*Kerjakan soal berikut*:
[1] Ringkas teks tentang durhaka kepada orang tua dalam dua kalimat.
[2] Tentukan apakah tiap pernyataan berikut sesuai dengan teks tentang durhaka kepada orang tua. Jawab ya atau tidak, lalu kutip kata-kata penentunya dari teks.
(a) Penulis membatasi pembahasan pada tujuh bentuk durhaka.
(b) Dalam contoh, laki-laki itu merasa bosan saat bersafar jauh bersama istrinya.
(c) Keadaannya menjadi lebih jelek jika istri tersebut jelek kepribadiannya.
[3] Tulis kembali bagian teks tentang durhaka kepada orang tua, mulai dari "SERIAL BIRRUL WALIDAYN" dan terus sampai "Wahai para anak...", dengan mengganti "anak" menjadi "putra".

== Teks yang ditampilkan

SERIAL BIRRUL WALIDAYN ( SERIAL 2 )
- Muhammad Basyaib
- 6 Jan 2021
- 9 menit membaca

Terjemah dari :
Kitab Ma’aalim fii Birril Walidayn
Karya Syaikh Abdul Aziz bin Muhammad As-Sadhan Hafizhahullahu
Dipublish: Moeslim Book Central
SERIAL 2
DIANTARA DURHAKA KEPADA ORANG TUA
Wahai para anak...
Durhaka kepada orangtua itu memiliki banyak bentuk, akan kucukupkan dengan hanya menyebut 7 bentuk durhaka.
1. Mengutamakan istri daripada orangtua. Kelakuan sebagian anak laki-laki yang lebih mengutamakan istrinya daripada orangtuanya. Dia dahulukan ketaatan kepada istri dan kenyamanan istri daripada bapak dan ibunya. Bahkan terkadang anak laki-laki membuat marah orangtua dalam rangka menyenangkan istrinya. Kondisinya semakin jelek jika istrinya adalah orang yang jelek kepribadiannya. Dia membantu setan supaya suaminya durhaka kepada orangtuanya, dan dia sengaja melakukannya. Betapa banyak orang membicarakan adanya istri yang jelek, karena dia menjadi sebab anak laki-laki terpisah dari orangtuanya.
*Dia sengaja, bahkan dia mengatakan „pilih aku atau ibumu‟. Akhirnya setelah menikah, tidak kenal lagi dengan orangtuanya.*
Contoh : ada laki-laki pergi bersama istrinya bersafar, menempuh jalan yang jauh, menempuh berbagai gurun pasir, membersamai istri perjalanan jauh tanpa bosan, tanpa jenuh. Bahkan perjalanan tersebut penuh sukacita, gembira, bahagia (isinya bahagia, safar jauh bersama istri). Namun ketika anak laki-laki tersebut diminta orangtua untuk menemani safar bersama, dan rekreasi bersama orangtua, dia mengiyakan kemudian menarik kata-katanya, kemudian dia sampaikan permintaan maafnya. Hal yang lebih jelek manakala anak merasa berat di dalam hatinya ketika dimintai tolong orangtuanya.

====
== Data tercatat

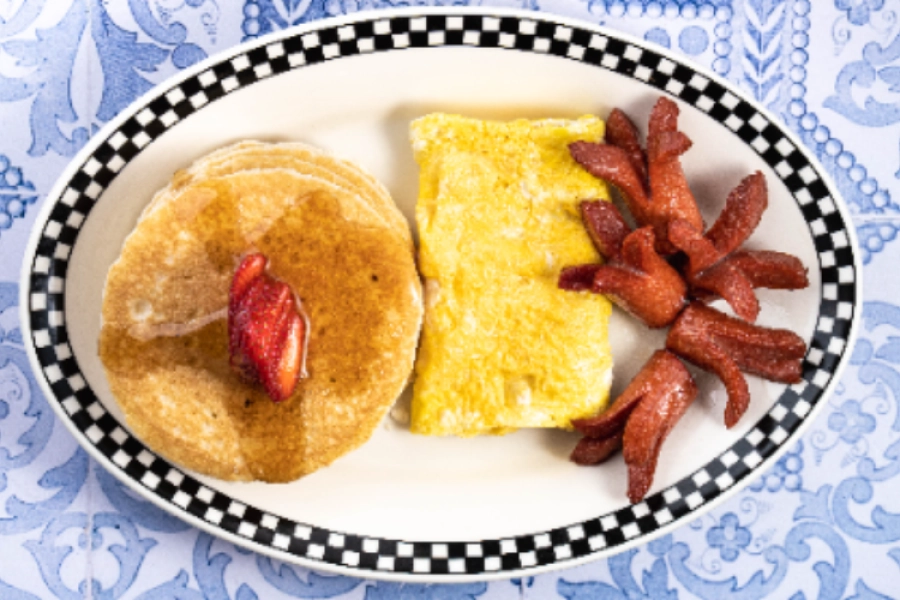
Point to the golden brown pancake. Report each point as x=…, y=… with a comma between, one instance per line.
x=164, y=340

====

*Jawaban*:
[1] Durhaka kepada orang tua memiliki banyak bentuk, dan bentuk pertama yang disebut adalah mengutamakan istri daripada orang tua, yaitu mendahulukan ketaatan dan kenyamanan istri, bahkan kadang membuat orang tua marah demi menyenangkan istri. Sebagai contoh, seorang laki-laki bersafar jauh bersama istrinya dengan gembira, tetapi ketika orang tuanya memintanya menemani safar, ia mengiyakan lalu menarik kata-katanya dan menyampaikan permintaan maaf.

[2]
(a) Ya: "akan kucukupkan dengan hanya menyebut 7 bentuk durhaka."
(b) Tidak: "membersamai istri perjalanan jauh tanpa bosan, tanpa jenuh."
(c) Ya: "Kondisinya semakin jelek jika istrinya adalah orang yang jelek kepribadiannya."

[3]
SERIAL BIRRUL WALIDAYN ( SERIAL 2 )
- Muhammad Basyaib
- 6 Jan 2021
- 9 menit membaca

Terjemah dari :
Kitab Ma’aalim fii Birril Walidayn
Karya Syaikh Abdul Aziz bin Muhammad As-Sadhan Hafizhahullahu
Dipublish: Moeslim Book Central
SERIAL 2
DIANTARA DURHAKA KEPADA ORANG TUA
Wahai para putra...